══ Entries shown

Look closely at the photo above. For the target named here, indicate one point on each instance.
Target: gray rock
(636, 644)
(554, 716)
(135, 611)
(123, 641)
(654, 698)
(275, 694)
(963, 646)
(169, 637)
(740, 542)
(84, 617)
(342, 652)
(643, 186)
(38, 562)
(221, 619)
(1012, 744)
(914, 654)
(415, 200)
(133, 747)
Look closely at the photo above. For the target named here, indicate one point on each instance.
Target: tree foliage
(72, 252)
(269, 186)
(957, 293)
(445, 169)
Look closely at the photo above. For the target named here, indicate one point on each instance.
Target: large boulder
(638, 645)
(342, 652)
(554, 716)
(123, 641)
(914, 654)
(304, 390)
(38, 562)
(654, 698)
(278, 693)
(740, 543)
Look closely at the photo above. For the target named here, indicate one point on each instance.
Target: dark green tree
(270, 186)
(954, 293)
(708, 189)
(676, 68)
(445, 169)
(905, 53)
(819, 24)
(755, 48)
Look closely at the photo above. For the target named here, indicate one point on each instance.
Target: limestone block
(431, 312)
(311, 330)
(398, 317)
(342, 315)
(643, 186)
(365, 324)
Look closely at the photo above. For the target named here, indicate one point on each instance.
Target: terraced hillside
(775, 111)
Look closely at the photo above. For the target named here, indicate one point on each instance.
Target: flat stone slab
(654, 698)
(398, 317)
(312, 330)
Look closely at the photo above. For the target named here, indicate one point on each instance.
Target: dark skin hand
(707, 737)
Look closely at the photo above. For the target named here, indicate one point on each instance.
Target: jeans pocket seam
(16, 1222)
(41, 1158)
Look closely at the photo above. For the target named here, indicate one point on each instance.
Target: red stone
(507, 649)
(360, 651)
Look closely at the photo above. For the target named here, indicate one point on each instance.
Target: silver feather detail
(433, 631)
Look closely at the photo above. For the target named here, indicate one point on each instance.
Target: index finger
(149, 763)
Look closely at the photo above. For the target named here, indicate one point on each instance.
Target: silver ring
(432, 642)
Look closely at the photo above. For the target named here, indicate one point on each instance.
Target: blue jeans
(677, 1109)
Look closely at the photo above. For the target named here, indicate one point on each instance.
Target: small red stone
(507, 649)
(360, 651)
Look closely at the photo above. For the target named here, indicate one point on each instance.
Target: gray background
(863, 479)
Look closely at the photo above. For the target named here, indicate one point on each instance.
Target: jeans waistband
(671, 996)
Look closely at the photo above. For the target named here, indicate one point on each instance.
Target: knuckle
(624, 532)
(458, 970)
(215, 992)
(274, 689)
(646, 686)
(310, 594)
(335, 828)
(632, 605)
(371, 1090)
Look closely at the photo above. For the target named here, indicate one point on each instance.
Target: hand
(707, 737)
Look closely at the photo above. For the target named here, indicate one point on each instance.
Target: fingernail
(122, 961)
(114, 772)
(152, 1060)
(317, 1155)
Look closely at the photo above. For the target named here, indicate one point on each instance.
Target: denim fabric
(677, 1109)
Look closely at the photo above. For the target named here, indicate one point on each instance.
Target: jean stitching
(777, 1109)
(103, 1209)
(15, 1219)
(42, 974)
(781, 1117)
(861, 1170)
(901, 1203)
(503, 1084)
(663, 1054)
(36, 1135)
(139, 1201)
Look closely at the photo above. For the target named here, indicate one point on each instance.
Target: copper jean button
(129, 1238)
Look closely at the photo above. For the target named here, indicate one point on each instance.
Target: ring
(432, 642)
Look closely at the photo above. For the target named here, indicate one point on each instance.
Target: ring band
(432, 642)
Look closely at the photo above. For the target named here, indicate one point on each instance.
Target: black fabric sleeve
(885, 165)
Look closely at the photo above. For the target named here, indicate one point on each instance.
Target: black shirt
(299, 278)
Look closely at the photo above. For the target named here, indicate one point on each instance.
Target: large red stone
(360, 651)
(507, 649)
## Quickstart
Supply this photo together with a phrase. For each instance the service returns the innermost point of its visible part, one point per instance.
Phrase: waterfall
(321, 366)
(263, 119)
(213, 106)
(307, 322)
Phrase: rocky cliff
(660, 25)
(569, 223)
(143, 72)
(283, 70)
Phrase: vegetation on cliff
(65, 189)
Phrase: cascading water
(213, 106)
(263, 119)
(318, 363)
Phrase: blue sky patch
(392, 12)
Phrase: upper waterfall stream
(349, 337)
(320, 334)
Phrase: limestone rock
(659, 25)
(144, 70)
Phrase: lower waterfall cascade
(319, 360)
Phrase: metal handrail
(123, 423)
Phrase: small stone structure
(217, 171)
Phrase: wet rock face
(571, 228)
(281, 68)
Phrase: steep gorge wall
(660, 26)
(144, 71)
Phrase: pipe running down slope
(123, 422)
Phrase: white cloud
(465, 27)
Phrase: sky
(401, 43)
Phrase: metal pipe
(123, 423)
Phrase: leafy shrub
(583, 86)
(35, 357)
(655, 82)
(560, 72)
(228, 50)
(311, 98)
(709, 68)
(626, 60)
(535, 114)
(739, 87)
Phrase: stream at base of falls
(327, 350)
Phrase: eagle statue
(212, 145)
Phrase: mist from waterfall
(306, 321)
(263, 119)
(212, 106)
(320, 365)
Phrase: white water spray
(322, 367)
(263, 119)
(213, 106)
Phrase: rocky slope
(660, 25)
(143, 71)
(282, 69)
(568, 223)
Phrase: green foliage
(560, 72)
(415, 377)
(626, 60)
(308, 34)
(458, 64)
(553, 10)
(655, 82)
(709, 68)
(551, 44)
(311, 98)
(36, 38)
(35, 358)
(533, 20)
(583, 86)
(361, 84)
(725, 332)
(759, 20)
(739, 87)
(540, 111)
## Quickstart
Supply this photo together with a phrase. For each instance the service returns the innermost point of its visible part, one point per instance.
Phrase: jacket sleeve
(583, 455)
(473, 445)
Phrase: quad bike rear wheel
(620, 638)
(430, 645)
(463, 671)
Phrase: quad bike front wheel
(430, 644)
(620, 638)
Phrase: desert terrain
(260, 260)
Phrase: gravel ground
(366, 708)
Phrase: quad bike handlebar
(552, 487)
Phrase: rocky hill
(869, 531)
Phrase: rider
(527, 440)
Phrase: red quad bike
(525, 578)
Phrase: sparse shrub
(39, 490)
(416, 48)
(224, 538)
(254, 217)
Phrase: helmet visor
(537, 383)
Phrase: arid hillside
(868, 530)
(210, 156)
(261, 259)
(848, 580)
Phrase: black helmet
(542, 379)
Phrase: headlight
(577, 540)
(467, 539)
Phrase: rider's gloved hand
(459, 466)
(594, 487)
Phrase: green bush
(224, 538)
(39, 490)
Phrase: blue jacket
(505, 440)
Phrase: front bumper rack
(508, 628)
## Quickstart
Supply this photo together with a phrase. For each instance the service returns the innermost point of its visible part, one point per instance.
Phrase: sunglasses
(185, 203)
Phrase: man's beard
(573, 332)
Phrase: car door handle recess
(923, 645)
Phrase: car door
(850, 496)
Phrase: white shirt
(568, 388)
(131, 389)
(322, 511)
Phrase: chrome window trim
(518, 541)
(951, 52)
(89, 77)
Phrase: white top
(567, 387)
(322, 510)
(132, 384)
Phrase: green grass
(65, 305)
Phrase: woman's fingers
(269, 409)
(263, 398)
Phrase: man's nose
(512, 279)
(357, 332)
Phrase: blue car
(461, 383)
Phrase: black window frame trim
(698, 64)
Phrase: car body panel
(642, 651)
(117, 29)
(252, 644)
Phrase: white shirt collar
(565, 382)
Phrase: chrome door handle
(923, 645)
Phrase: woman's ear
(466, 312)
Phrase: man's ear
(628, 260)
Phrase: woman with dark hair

════

Your task is to reproduce the whole listing exactly.

→ **Solution to this problem**:
Look closely at the photo above. For the target named here, indicate one point on each instance.
Target: gray rock
(636, 644)
(554, 716)
(135, 611)
(123, 641)
(654, 698)
(275, 694)
(963, 646)
(169, 637)
(740, 542)
(84, 617)
(342, 652)
(643, 186)
(38, 562)
(221, 619)
(1012, 744)
(914, 654)
(415, 200)
(133, 747)
Look closely at the photo above. For the target named here, indicate one point on each instance.
Target: tree foliage
(72, 252)
(269, 186)
(957, 293)
(445, 169)
Look closely at the photo above. For the target named here, indicate one point on each instance.
Target: large boulder
(638, 645)
(342, 652)
(554, 716)
(123, 641)
(914, 654)
(304, 390)
(38, 562)
(654, 698)
(278, 693)
(740, 543)
Look closely at the photo above. For the target named here, indicate one point on each instance.
Target: dark green tree
(270, 186)
(954, 293)
(708, 189)
(676, 68)
(445, 169)
(905, 53)
(819, 24)
(755, 48)
Look closely at the photo above. For the target named here, indicate one point on each instance.
Target: limestone block
(431, 312)
(311, 330)
(398, 317)
(342, 315)
(643, 186)
(365, 324)
Look closely at the photo above. For the target named here, indicate one point on each instance.
Target: terraced hillside
(775, 111)
Look closely at the photo above. For the target named here, indicate one point on each instance.
Target: flat stone slab
(654, 698)
(398, 317)
(312, 330)
Look closely at the photo above. For the target named here, indicate one point on each instance.
Target: dark skin hand
(707, 737)
Look closely at the photo above. For the target named here, indicate one point on each instance.
Target: jeans pocket seam
(16, 1222)
(41, 1158)
Look closely at the photo above. For the target named here, indicate one point on each instance.
Target: red stone
(507, 649)
(360, 651)
Look closely at the photo above. For the target named here, indicate one point on each instance.
Target: silver feather detail
(433, 631)
Look closely at the photo above. For the target named here, indicate one point on each instance.
Target: index finger
(149, 763)
Look closely at the photo above. For the target named here, indicate one point on each instance.
Target: silver ring
(432, 642)
Look closely at the photo above. For the target named here, indicate one point on each instance.
Target: blue jeans
(677, 1109)
Look closely at the photo above. For the target named here, indicate one point on each instance.
Target: small red stone
(507, 649)
(360, 651)
Look closely at the photo above. For the target named here, indicate one point on each instance.
Target: gray background
(863, 479)
Look closely at the photo above. For the target named here, indicate one point on each instance.
Target: jeans waistband
(671, 996)
Look closely at the photo above. For the target named here, indicate one point on each instance.
Target: knuckle
(624, 532)
(458, 970)
(215, 992)
(274, 689)
(646, 686)
(310, 594)
(335, 828)
(632, 605)
(371, 1090)
Look closely at the photo above. For the target named here, indicate one point on each instance.
Target: hand
(707, 737)
Look closely at the photo above. For the target named here, indicate one point on each instance.
Target: fingernail
(122, 961)
(114, 772)
(152, 1060)
(317, 1155)
Look closely at the photo above. For the target named here, indicate one point on each instance.
Target: denim fabric
(677, 1109)
Look closely at the photo above. For the target named here, indicate one point on each instance.
Target: jean stitching
(777, 1109)
(103, 1209)
(15, 1219)
(42, 974)
(781, 1117)
(861, 1170)
(901, 1203)
(503, 1084)
(663, 1054)
(36, 1135)
(139, 1201)
Look closely at the photo above. For the target named here, indicate one point on each instance.
Target: copper jean button
(129, 1238)
Look closely at the photo above. For the target named here, indicate one point on each instance.
Target: ring
(432, 642)
Look closely at the photo above. For the target named here, indicate one point on each instance.
Target: ring band
(432, 642)
Look closely at the photo above. For the target named here, indicate one point on each instance.
Target: black fabric sleeve
(885, 165)
Look closely at the photo above. For the target named here, indicate one point on each instance.
Target: black shirt
(299, 278)
Look closely at the photo above. For the target named here, indicate one point on each instance.
Target: large red stone
(360, 651)
(507, 649)
## Quickstart
Supply this photo together with a phrase. For each instance the service returns the innermost point of its visible part, one point per instance.
Phrase: waterfall
(321, 366)
(263, 119)
(213, 106)
(307, 322)
Phrase: rocky cliff
(660, 25)
(569, 223)
(143, 72)
(283, 70)
Phrase: vegetation on cliff
(65, 189)
Phrase: cascading water
(213, 106)
(263, 119)
(318, 363)
Phrase: blue sky patch
(392, 12)
Phrase: upper waterfall stream
(349, 337)
(320, 334)
Phrase: limestone rock
(659, 25)
(144, 70)
Phrase: lower waterfall cascade
(319, 360)
Phrase: metal handrail
(123, 423)
Phrase: small stone structure
(217, 171)
Phrase: wet rock face
(571, 228)
(281, 68)
Phrase: steep gorge wall
(660, 26)
(144, 71)
Phrase: pipe running down slope
(123, 422)
Phrase: white cloud
(465, 27)
Phrase: sky
(401, 43)
Phrase: metal pipe
(123, 423)
Phrase: leafy shrub
(583, 86)
(35, 357)
(655, 82)
(560, 72)
(228, 50)
(311, 98)
(709, 68)
(626, 60)
(535, 114)
(739, 87)
Phrase: stream at base of falls
(327, 350)
Phrase: eagle statue
(212, 145)
Phrase: mist from waterfall
(306, 321)
(263, 119)
(212, 106)
(320, 365)
Phrase: white water spray
(322, 367)
(263, 119)
(213, 106)
Phrase: rocky slope
(660, 25)
(143, 71)
(282, 69)
(568, 223)
Phrase: green foliage
(560, 72)
(415, 377)
(626, 60)
(308, 34)
(458, 64)
(553, 10)
(655, 82)
(709, 68)
(551, 44)
(311, 98)
(36, 38)
(35, 358)
(533, 20)
(583, 86)
(361, 84)
(725, 332)
(759, 20)
(739, 87)
(540, 111)
## Quickstart
Supply this photo together with a phrase. For each instance the service returns the innermost point of its visible part, one point per instance.
Phrase: jacket sleeve
(583, 455)
(473, 445)
Phrase: quad bike rear wheel
(620, 638)
(430, 645)
(463, 671)
Phrase: quad bike front wheel
(430, 644)
(620, 638)
Phrase: desert terrain
(260, 260)
Phrase: gravel ground
(366, 708)
Phrase: quad bike handlebar
(552, 487)
Phrase: rocky hill
(869, 531)
Phrase: rider
(527, 440)
Phrase: red quad bike
(525, 578)
Phrase: sparse shrub
(39, 490)
(416, 48)
(224, 538)
(254, 217)
Phrase: helmet visor
(537, 383)
Phrase: arid hillside
(868, 530)
(210, 156)
(261, 259)
(848, 580)
Phrase: black helmet
(542, 379)
Phrase: headlight
(577, 540)
(467, 539)
Phrase: rider's gloved hand
(459, 466)
(594, 487)
Phrase: green bush
(224, 538)
(39, 490)
Phrase: blue jacket
(505, 440)
Phrase: front bumper rack
(508, 628)
## Quickstart
Supply this photo together with a phrase. For each instance the service returns the innermost point of its visible part, one point per instance.
Phrase: sunglasses
(185, 203)
Phrase: man's beard
(573, 332)
Phrase: car door handle recess
(923, 645)
Phrase: car door
(850, 496)
Phrase: white shirt
(568, 388)
(131, 389)
(322, 511)
Phrase: chrome window trim
(518, 541)
(951, 52)
(89, 77)
Phrase: white top
(567, 387)
(322, 510)
(132, 384)
Phrase: green grass
(65, 305)
Phrase: woman's fingers
(269, 409)
(263, 398)
Phrase: man's nose
(512, 279)
(357, 332)
Phrase: blue car
(461, 383)
Phrase: black window frame trim
(698, 64)
Phrase: car body panel
(642, 651)
(117, 29)
(252, 644)
Phrase: white shirt collar
(565, 382)
Phrase: chrome door handle
(923, 645)
Phrase: woman's ear
(466, 312)
Phrase: man's ear
(628, 260)
Phrase: woman with dark hair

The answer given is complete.